- _Richiesta operativa A_: Stabilisci se ciascuna affermazione concorda con il brano sulla Bce, rispondendo sì o no e citando testualmente le parole decisive: (i) il brano attribuisce alla Bce un'accountability superiore a quella di Archegos; (ii) secondo il brano, i tassi vengono tagliati per rendere più leggero il mutuo del Signor Rossi; (iii) il brano presenta il taglio dei tassi come una manovra di respirazione artificiale per le banche.
- _Richiesta operativa B_: Prosegui il brano sulla Bce a partire dalla sua ultima frase.
───── Brano selezionato
Seconda ipotesi, la Bce sta a sua volta utilizzando la Fed e il suo presunto ricatto da weaponization del dollaro e delle swap lines come alibi per coprire il colossale segreto di Pulcinella contenuto nei Level 3 di alcuni istituti. E, soprattutto, la complicità degli stress test europei nel garantire uno schermo anti-rating a quelle liabilities.

A mio avviso, quest’ultimo scenario appare il più probabile. E plausibile. Ma al netto della caccia al nome del chi vuol essere agnello sacrificale che immediatamente scatta come riflesso pavloviano, forse sarebbe il caso di armarsi di sano provincialismo in questo frangente. Cioè, il colossale caos in cui si sta sostanziando il Risiko bancario nostrano, quale contraccolpo potrebbe patire da uno scossone settoriale? E, soprattutto, chi si muove e si sta già muovendo, magari sottotraccia?

L’unica certezza è che l’accountability della Bce è ormai pari a quella di Archegos, quando negava la vendita di titoli Viacom e Discovery. Forse addirittura minore. Perché di questi argomenti si tace? Perché l’unica cosa che si chiede a Francoforte è tagliare i tassi in maniera assolutamente inutile, indiscriminata, acritica e in netta contraddizione con la prosopopea da data-dependency inflazionistica durata per tutta l’uscita dal post-Covid?

L’unica risposta plausibile sembra confermare la mia seconda ipotesi. Ovvero, si tagliano i tassi come manovra da respirazione artificiale per le banche. Non certo per garantire al Signor Rossi di avere un mutuo più leggero.
──────────
───── Materiale fornito
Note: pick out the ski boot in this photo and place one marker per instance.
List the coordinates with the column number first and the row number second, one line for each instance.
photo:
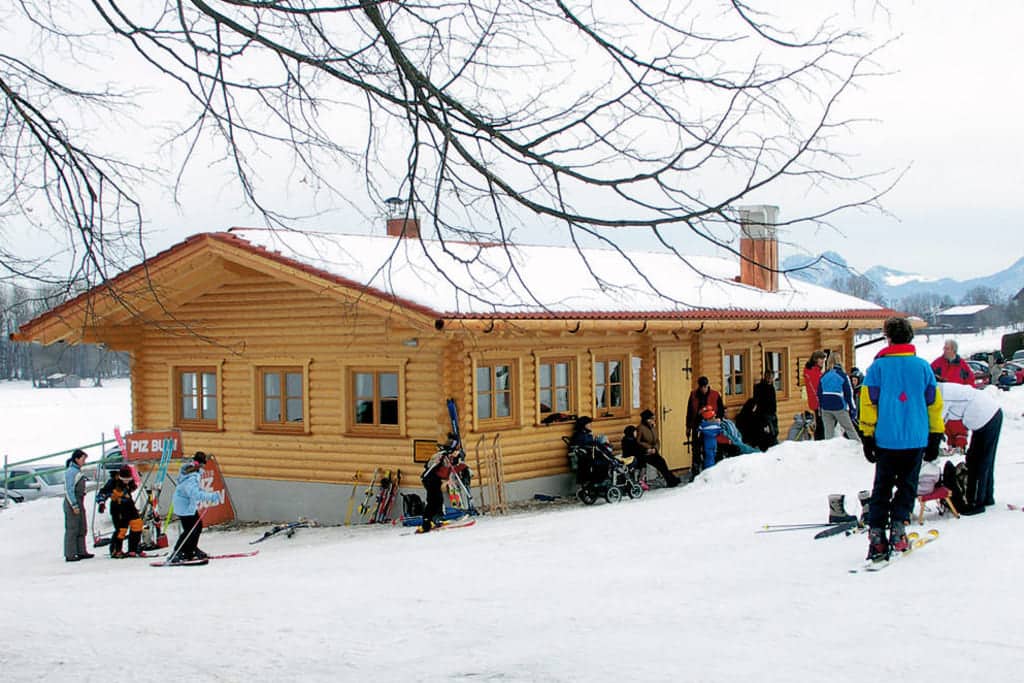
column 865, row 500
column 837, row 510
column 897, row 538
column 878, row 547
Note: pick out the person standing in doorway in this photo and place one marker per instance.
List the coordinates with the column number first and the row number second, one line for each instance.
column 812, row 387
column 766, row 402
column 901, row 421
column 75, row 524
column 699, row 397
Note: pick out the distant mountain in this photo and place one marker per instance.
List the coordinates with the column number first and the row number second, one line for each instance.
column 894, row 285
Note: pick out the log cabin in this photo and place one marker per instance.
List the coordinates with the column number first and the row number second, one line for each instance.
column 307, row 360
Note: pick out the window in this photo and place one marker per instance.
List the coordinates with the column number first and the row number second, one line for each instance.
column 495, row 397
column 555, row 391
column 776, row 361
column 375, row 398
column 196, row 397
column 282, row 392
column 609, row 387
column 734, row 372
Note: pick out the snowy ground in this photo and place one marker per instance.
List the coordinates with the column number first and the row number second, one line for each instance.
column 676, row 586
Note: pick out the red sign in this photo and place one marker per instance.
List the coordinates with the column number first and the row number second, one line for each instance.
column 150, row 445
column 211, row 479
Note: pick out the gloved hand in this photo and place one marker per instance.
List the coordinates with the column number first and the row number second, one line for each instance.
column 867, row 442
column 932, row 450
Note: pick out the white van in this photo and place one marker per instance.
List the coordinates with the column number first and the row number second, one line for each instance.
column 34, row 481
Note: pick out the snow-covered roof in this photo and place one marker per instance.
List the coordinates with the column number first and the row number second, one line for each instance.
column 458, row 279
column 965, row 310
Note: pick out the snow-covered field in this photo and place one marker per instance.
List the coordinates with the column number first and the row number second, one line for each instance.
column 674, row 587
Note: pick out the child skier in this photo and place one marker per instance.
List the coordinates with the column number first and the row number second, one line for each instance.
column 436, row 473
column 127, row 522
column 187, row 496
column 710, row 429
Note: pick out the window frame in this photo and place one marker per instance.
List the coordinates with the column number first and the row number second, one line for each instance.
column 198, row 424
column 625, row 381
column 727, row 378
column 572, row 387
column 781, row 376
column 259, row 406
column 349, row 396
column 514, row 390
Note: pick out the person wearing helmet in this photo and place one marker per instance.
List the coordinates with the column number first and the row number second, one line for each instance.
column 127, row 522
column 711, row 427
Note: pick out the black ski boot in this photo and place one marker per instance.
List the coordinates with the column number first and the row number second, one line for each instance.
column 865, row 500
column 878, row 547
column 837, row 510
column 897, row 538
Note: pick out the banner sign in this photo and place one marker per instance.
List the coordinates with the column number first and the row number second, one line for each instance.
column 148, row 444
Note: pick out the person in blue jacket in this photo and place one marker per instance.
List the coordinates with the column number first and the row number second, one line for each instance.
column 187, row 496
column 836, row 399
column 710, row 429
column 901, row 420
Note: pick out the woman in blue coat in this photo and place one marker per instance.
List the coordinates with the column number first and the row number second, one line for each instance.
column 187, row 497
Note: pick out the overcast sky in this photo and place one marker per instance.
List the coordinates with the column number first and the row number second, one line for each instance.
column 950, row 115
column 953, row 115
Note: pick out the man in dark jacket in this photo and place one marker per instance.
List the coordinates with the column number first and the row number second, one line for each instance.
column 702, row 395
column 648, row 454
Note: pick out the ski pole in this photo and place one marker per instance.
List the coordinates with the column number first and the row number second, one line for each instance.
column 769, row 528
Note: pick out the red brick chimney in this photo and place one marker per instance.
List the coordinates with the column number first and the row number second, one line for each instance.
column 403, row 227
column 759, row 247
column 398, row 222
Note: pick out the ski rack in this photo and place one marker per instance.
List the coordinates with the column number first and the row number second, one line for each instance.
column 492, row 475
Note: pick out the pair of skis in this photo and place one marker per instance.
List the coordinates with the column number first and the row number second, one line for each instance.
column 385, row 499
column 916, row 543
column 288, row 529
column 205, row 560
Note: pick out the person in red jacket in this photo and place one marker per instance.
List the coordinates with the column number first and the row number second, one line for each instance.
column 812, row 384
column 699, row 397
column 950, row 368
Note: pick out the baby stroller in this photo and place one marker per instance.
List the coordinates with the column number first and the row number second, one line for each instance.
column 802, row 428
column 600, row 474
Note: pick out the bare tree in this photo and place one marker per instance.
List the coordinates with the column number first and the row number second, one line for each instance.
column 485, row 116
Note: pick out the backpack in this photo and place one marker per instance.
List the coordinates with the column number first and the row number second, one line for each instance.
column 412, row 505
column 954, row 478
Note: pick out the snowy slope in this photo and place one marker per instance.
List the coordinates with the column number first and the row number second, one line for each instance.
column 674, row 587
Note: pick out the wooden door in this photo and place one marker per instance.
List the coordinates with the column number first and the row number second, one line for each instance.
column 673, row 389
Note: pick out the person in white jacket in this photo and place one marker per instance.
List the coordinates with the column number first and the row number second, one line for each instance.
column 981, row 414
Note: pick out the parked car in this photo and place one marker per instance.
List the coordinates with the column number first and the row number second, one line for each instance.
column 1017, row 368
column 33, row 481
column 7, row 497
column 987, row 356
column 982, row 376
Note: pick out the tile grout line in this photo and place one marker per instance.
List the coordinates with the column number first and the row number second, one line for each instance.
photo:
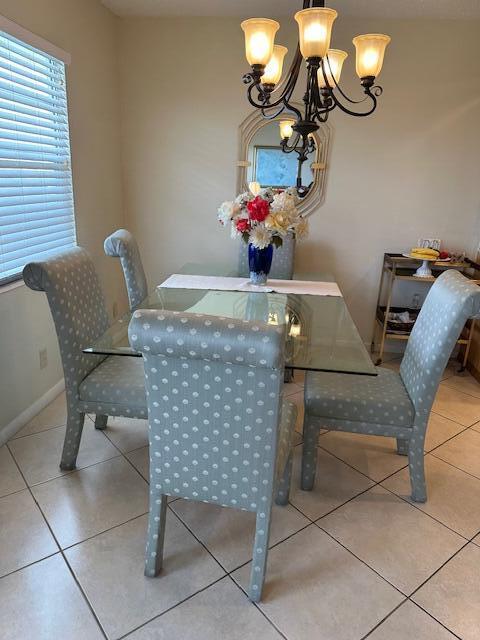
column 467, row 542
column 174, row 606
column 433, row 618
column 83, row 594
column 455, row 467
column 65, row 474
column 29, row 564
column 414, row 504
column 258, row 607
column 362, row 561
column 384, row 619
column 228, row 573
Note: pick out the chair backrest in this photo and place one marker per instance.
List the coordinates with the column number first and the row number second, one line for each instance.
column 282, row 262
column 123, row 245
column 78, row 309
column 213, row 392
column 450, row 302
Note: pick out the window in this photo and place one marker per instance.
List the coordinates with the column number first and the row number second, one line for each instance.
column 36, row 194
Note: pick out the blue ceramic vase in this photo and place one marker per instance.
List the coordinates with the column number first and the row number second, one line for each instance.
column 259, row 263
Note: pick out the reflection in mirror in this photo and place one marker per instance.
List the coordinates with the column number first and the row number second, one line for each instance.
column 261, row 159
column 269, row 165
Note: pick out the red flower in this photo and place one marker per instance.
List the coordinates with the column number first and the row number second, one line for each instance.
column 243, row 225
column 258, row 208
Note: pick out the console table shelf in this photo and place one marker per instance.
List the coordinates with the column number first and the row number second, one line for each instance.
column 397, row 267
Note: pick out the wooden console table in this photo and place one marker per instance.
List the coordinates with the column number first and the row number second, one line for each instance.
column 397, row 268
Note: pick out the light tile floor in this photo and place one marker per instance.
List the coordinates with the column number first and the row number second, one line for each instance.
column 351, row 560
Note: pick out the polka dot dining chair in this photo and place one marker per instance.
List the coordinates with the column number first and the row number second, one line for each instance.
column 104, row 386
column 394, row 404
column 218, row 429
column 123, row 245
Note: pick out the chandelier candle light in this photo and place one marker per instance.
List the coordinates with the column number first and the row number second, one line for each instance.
──────────
- _Risultato A_:
(i) No: "l’accountability della Bce è ormai pari a quella di Archegos" e "Forse addirittura minore."
(ii) No: "Non certo per garantire al Signor Rossi di avere un mutuo più leggero."
(iii) Sì: "si tagliano i tassi come manovra da respirazione artificiale per le banche."

- _Risultato B_:
E attenzione, perché da qui a pochi giorni tornano le emissioni di Btp indicizzati all’inflazione. E come si spiega il ricorso a questo strumento e la contemporanea, asfissiante richiesta di continui tagli al costo del denaro? Capite da soli come non serva un premio Nobel per l’economia. Qualcosa stona. E quando si comincia a spostare l’attenzione sul possibile incidente generato da scelte altrui (in questo caso, la Fed che blocca il finanziamento in dollari in ossequio alla strategia del demone Trump), allora è proprio il momento di guardare con attenzione dentro casa.

Perché Donald Trump insulta Jerome Powell e la sua politica di gestione della Fed ogni giorno. Più volte al giorno. Nemmeno fosse una pastiglia per la pressione. Quindi anche in questo caso gioverebbe un po’ di chiarezza e di coerenza: sono il gatto e la volpe che giocano a dissimulare per colpire al cuore l’Europa oppure la Fed rappresenta l’ultimo baluardo di indipendenza contro il despota miliardario?

Lo ripeto, quando Mario Draghi si presenta a Coimbra con l’imprimatur del salvatore dell’Europa e se ne esce con l’ammissione di come tagliare i ponti con la Russia in campo energetico ci abbia spinto sull’orlo del precipizio macro, vale davvero tutto.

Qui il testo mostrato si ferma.